◆ PASSAGE FOR REVIEW:
========

The unfortunate reality is that – for the safety of the people attending – security measures are now an absolute requirement in large public spaces, including performance venues, airports, train stations and even malls. While government, community, and public safety agencies pursue different approaches aiming to decrease the likelihood and frequency of potentially violent incidents, scientists are developing advanced technology solutions to help prevent them from occurring at the physical location.
Security in Motion
At the heart of a preventative approach to public-venue protection is the development of “seamless security” using a combination of an optical camera, which includes a depth sensor, and millimeter-wave radar. Currently, traditional airport screening uses a form of this radar, but in a static fashion. A person stands still, raises their arms, and the system scans them. This method is effective; however, it can cause bottlenecks and delays when there are lots of people trying to get through the same entry.
Seamless security technology tries to accelerate this process by scanning individuals while they are in motion.
With a seamless-security approach, the camera tracks an individual’s movement as they are scanned by the millimiter-wave radar. By combining the tracking and the radar data, the system provides better resolution and imaging quality without disrupting the crowd flow. To expedite screening, the security scanning data can also be fed to an integrated monitoring system with overhead video surveilance technology. In high-volume traffic environments, this real-time data flow is a significant benefit. It can identify objects of concern as well as unusual behavior, thereby prompting any preventative action.
While there are privacy concerns about the use of security scanning, the system can be configured to not reveal privacy-sensitive data to the operator. As common in current airport systems, the operator only sees an indication of where the suspicious objects are on the person body and possibly an image of the suspicious object. The system does not provide images of people scans to the operators. The purpose is to screen for suspicious objects, notably forms like guns or knives, and not invade privacy. It is a no-touch system, unless additional action is warranted.
Applications for seamless security include:
- Avoiding long lines and crowds at train or subway stations by scanning people while they are on the move.
- Conducting more efficient screening at large public events (e.g., large venues, parks, stadiums).
- Using high-precision screening and identification at business entrances to verify the identity of those entering the location.
- Establishing unique security zones in a building to identify for additional screening.
- Monitoring people on escalators as they move between floors in a facility.

========

◆ RECORD EXTRACTS:
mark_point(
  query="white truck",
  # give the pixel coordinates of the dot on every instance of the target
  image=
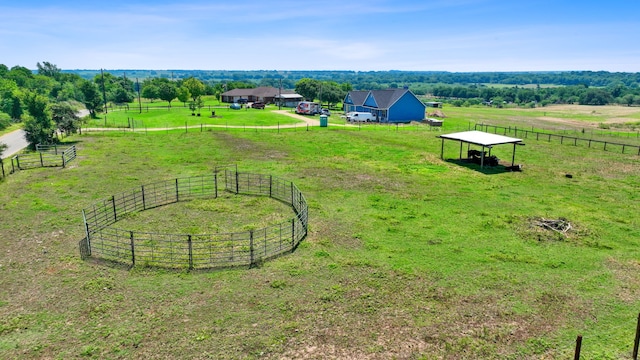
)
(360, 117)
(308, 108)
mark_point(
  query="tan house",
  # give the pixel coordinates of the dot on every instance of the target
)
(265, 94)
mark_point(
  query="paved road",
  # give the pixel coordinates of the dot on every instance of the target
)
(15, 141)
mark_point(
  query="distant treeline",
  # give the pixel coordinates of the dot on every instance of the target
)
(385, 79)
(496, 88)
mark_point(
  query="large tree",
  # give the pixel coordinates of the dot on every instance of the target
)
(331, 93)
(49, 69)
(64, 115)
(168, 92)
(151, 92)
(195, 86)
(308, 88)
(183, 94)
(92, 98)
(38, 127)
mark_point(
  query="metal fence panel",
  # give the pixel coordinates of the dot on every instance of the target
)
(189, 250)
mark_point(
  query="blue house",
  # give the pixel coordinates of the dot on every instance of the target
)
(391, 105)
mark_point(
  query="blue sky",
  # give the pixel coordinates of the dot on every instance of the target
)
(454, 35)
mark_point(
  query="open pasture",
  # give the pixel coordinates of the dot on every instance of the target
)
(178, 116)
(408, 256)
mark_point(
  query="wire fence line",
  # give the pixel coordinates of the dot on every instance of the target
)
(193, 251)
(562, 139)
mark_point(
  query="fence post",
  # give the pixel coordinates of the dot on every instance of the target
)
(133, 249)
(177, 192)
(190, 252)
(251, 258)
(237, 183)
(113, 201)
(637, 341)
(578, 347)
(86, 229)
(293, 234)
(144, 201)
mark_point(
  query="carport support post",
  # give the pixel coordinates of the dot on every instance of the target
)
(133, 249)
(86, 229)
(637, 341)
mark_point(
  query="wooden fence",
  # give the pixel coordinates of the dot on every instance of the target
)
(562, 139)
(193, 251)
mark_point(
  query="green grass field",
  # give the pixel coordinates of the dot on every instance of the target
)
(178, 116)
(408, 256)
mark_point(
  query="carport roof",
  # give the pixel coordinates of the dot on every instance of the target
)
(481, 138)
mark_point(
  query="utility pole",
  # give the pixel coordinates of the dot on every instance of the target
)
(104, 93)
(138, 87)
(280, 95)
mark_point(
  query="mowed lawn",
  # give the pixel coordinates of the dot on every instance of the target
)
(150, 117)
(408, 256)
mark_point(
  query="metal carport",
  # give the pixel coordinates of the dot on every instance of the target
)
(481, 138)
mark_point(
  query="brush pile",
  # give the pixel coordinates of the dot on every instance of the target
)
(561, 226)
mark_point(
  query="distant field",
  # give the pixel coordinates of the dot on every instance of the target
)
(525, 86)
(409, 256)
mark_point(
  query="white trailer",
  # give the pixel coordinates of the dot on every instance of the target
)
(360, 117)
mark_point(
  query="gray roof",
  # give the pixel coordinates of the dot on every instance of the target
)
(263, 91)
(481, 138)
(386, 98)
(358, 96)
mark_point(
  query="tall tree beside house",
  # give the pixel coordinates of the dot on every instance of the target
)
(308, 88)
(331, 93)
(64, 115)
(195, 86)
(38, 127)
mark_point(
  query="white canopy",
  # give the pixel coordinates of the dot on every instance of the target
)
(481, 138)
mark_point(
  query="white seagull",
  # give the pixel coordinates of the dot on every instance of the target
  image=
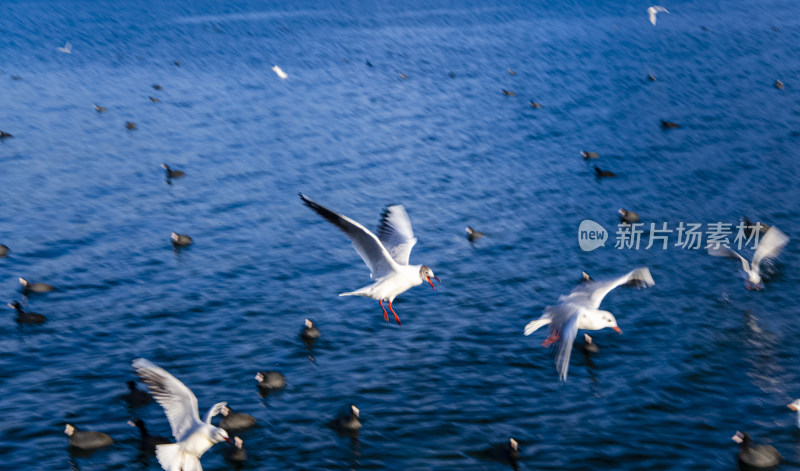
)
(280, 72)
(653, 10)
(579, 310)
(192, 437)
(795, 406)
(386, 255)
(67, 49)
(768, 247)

========

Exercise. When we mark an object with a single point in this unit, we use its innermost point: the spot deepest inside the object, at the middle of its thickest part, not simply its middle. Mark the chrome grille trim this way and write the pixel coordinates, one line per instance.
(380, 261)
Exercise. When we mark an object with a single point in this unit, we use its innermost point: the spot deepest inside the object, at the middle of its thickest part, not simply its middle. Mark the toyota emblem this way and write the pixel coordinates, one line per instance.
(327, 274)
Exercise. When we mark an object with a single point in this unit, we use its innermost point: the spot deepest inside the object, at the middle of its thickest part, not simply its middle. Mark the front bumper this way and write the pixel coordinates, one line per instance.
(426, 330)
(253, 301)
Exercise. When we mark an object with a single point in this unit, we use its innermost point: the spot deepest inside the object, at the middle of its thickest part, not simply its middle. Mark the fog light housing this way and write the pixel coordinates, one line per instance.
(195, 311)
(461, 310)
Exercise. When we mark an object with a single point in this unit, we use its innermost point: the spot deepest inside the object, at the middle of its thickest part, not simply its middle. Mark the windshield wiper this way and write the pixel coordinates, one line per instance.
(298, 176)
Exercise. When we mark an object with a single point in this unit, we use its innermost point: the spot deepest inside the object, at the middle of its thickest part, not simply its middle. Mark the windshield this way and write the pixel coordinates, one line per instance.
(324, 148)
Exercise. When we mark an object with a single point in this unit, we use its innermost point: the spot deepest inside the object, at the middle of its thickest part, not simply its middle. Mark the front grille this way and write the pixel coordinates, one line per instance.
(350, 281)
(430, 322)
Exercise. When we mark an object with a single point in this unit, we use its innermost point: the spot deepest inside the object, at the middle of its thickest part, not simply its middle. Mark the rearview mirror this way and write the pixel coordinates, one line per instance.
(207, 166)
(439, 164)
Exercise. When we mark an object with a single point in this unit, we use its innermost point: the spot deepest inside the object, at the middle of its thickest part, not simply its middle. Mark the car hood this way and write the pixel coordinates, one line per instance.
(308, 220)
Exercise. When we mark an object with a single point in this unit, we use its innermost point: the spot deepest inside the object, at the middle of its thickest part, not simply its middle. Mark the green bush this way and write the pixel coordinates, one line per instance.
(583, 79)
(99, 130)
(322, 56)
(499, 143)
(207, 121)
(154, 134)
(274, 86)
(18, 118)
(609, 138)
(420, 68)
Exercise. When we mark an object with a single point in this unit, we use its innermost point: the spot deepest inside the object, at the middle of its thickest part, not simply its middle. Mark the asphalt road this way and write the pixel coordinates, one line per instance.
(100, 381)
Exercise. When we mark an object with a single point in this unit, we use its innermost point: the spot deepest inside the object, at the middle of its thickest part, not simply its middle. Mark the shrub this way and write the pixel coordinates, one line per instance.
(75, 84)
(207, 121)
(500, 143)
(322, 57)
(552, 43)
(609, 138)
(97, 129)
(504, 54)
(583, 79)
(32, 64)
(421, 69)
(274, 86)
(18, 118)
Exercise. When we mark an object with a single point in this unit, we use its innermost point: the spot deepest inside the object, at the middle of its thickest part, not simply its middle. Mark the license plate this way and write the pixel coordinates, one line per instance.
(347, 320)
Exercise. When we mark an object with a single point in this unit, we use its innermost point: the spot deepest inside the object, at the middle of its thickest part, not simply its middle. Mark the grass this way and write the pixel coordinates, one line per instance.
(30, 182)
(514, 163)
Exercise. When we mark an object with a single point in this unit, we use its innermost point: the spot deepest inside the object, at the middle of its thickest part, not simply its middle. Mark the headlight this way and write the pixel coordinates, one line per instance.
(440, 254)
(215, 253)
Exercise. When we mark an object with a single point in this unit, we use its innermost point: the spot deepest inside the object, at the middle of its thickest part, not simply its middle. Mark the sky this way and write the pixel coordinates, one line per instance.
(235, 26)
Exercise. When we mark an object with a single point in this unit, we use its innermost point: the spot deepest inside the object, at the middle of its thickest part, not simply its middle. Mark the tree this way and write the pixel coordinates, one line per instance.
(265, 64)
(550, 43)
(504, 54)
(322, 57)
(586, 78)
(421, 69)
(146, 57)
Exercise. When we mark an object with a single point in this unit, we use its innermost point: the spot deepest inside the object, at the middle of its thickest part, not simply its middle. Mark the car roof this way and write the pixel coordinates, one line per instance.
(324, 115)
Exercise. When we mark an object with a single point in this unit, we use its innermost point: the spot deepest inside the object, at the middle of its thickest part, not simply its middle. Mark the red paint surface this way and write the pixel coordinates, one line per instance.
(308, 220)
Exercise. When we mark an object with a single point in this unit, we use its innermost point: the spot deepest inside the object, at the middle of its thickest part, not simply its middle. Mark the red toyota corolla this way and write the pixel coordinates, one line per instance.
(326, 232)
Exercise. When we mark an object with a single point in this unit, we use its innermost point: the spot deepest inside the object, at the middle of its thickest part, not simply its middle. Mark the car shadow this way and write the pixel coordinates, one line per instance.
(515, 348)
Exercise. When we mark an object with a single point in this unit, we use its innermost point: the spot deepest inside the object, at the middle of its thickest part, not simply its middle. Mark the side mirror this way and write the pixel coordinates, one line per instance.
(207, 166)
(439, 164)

========

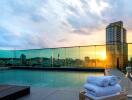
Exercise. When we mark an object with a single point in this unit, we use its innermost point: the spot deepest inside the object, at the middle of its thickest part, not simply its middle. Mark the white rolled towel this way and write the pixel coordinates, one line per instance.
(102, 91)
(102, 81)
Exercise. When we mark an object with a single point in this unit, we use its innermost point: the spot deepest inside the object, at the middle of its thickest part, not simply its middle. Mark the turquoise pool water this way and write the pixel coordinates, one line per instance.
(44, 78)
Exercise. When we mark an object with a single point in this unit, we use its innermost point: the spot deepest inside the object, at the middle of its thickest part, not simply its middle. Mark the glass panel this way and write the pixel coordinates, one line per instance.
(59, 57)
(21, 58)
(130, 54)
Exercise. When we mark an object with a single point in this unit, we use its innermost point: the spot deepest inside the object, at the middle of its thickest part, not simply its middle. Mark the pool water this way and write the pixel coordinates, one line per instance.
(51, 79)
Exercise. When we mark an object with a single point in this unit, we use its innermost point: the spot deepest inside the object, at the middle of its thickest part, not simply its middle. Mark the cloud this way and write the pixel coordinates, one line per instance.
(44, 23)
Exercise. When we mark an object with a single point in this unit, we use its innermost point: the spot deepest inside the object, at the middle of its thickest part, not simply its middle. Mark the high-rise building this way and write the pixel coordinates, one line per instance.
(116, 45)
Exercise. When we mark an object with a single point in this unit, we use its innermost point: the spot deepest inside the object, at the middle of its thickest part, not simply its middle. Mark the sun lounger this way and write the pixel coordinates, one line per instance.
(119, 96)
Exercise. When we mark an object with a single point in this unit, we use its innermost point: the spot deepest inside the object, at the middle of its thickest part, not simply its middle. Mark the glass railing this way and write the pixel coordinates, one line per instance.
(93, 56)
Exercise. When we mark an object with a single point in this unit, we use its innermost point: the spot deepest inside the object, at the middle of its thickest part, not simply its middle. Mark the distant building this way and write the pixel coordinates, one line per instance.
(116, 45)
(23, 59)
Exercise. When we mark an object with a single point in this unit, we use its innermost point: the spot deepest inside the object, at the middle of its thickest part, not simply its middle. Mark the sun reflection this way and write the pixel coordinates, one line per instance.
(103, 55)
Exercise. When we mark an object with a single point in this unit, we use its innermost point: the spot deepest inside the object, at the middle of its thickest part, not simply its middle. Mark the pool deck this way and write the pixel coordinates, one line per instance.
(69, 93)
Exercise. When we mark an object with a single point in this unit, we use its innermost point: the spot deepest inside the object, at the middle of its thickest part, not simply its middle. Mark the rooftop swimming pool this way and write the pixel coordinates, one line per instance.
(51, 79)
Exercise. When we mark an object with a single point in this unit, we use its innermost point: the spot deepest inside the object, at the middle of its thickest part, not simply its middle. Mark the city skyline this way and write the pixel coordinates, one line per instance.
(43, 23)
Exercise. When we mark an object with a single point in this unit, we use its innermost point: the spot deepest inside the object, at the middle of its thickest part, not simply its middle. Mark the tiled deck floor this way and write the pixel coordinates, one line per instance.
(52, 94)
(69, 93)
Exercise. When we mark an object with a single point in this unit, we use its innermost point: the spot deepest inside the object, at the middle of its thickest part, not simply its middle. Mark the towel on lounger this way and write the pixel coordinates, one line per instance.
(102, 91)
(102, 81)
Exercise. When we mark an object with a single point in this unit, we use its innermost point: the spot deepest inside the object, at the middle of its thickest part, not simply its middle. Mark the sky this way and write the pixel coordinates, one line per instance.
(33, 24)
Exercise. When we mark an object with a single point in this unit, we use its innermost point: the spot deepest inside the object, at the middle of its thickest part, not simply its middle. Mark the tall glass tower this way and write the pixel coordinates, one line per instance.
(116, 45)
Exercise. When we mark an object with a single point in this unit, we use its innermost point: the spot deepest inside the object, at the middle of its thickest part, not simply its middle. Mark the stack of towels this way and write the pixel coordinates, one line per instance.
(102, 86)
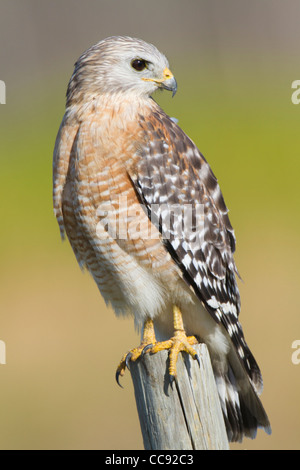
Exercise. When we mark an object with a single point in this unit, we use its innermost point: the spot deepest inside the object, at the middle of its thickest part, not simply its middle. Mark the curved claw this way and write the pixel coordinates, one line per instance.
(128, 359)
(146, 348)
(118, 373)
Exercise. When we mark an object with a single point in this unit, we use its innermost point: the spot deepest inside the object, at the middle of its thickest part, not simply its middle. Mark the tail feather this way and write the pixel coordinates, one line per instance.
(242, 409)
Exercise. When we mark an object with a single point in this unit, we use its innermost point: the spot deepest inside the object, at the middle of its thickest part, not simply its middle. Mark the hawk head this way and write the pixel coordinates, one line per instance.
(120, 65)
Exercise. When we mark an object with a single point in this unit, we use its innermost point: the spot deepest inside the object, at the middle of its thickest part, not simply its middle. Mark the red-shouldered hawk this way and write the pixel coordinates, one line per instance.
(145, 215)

========

◆ EXERCISE REQUIREMENTS:
1. In the article on seamless security screening, what two technologies are combined to scan people while they move?
2. Write the next part of the article on seamless security screening, picking up after its last line.

◆ ANSWERS PROVIDED:
1. An optical camera that includes a depth sensor, and millimeter-wave radar.

2.
- Improving screening at mall entrances.
- Combining camera and radar-systems imaging to identify suspicious items as well as anomalous behavior.
Waves of Innovation Ahead
As development of seamless security progresses, the likely first iteration, within the next three to five years, will be for more predictable, semi-static environments, such as people moving along a corridor or escalator or less precise scanning of people in motion. Performing millimeter-wave precision imaging for people in free motion requires the combination of optical cameras and radar data, a technology under active development. This combination requires algorithms that track the motion from the optical data and use the tracking to combine the radar data in a coherent way. The outcome is an accurate radar image, as if the person is scanned is a traditional static airport scanner.
To achieve this outcome, a security system requires four pillars—each containing an optical and a radar system—that coordinate to acquire a 360-degree screen of an individual. They can be placed along regular paths to provide non-invasive screening as people move along a building entrance, a stadium, an escalator or a business building corridor, for example.
A positive factor driving this development is that the costs of components needed for millimeter wave radar systems have come down, due to innovations predominantly in the automotive sector. A “system on a chip” pricing has made it more affordable to innovate new methods of large-venue security screening.
Artificial intelligence (AI) will continue to play a role in the future of seamless security. AI can improve the image models through machine learning, leading to better scanning and more accurate imaging. In addition, AI systems can automatically recognize suspicious objects, such as guns, knives or explosive devices, and distinguish them from safe items (e.g., keys, smartphone). To address privacy concerns, AI can help mask images that are not relevant to security scanning.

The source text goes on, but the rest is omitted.